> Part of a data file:
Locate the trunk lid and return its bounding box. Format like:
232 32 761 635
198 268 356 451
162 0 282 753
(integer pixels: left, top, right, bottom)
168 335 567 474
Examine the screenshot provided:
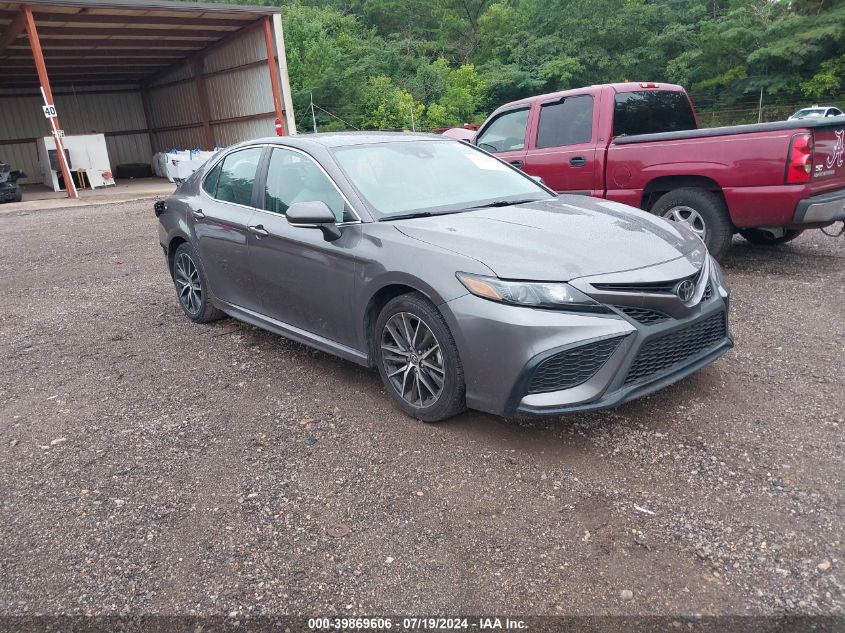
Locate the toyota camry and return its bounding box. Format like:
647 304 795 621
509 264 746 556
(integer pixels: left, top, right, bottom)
155 132 733 422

> REQUIREMENTS:
Copy out the entries above line for line, leaving out the pictures.

> THE RESULT:
Locate the trunk lid and return its bounding box. Format like:
232 32 761 635
198 268 356 451
162 0 282 753
(integer pixels: left, top, right, bottom)
168 335 567 474
Examine the screenshot provided:
Locate the toyota camry and return its bounding box. Format like:
647 304 795 621
509 264 746 556
(integer pixels: left, top, right, bottom)
155 132 733 422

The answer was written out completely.